▶ **WHAT YOU NEED TO DO**:
Please copy the material below word for word, keeping every line as it is, from the first line to the last.

▶ **ENTRIES PROVIDED**:
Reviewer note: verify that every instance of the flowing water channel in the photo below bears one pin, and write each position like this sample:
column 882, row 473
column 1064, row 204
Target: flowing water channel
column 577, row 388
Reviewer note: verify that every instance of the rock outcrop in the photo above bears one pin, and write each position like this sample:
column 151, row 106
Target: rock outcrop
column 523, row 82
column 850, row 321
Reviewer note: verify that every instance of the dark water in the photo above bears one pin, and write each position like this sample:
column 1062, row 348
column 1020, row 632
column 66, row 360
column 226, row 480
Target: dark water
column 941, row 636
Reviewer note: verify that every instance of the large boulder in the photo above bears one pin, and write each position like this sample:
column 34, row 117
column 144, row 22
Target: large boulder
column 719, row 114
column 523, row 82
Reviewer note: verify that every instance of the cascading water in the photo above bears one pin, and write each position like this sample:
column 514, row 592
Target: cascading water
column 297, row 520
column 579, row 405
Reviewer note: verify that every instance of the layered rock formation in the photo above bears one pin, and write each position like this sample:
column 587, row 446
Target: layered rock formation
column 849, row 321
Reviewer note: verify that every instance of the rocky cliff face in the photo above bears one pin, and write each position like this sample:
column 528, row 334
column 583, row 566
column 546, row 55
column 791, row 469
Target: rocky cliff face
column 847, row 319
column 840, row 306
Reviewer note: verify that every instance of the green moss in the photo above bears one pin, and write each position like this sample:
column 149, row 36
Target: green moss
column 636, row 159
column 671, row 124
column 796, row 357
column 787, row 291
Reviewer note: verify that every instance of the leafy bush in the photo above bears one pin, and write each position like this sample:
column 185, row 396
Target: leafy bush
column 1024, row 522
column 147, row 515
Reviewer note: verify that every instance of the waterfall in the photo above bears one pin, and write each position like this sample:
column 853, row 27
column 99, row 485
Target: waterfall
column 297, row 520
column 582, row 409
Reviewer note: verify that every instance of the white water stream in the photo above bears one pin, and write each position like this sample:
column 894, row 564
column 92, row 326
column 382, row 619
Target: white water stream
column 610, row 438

▶ **CORRECT ANSWER**:
Reviewer note: verify that every instance of the flowing water channel in the photo below bears one pin, and write each position like this sample:
column 882, row 473
column 1064, row 204
Target: flowing water channel
column 577, row 388
Reviewer note: verify that every instance of the rock outcrop in the photo above bears one pin, and write each position like this sample:
column 151, row 106
Target: rock outcrop
column 523, row 82
column 850, row 321
Reviewer note: verify that every instance of the dark water in the photo above bears one pin, and write each position like this sample:
column 1062, row 348
column 1020, row 632
column 66, row 360
column 226, row 480
Target: dark water
column 941, row 636
Reviewer note: verify that every instance of the large boulder in the photo above bears one pin, and write each position like this sample:
column 34, row 117
column 144, row 22
Target: large boulder
column 719, row 114
column 523, row 82
Reviewer note: verify that every instance of the cascading water in the photo above bears one pin, and write each position like this sample:
column 514, row 592
Target: cascading water
column 297, row 520
column 579, row 405
Reviewer note: verify that every instance of the layered rock formation in the photo above bears one pin, and write each position like this sample:
column 587, row 446
Target: layered rock formation
column 849, row 321
Reviewer note: verify that every instance of the rocky cliff face in the photo above bears one pin, and write each position like this sample:
column 528, row 334
column 583, row 566
column 546, row 55
column 791, row 469
Target: rocky cliff face
column 847, row 319
column 840, row 306
Reviewer note: verify that every instance of the green moss in the photo above bears one pin, and write each position like this sample:
column 149, row 36
Target: green moss
column 636, row 159
column 671, row 124
column 796, row 357
column 787, row 291
Reviewer note: verify that every instance of the leafy bush in the photo above bears one pin, and write each position like this sample:
column 185, row 396
Target: leafy bush
column 1024, row 522
column 147, row 515
Reviewer note: verify that every instance of the waterfall in the photo above bears one pin, and write each position like this sample:
column 853, row 27
column 99, row 485
Target: waterfall
column 297, row 520
column 582, row 409
Reviewer note: verify that every instance of the white water stream in the photo above bears one pin, and write each position like this sample:
column 894, row 564
column 92, row 326
column 382, row 619
Target: white water stream
column 610, row 438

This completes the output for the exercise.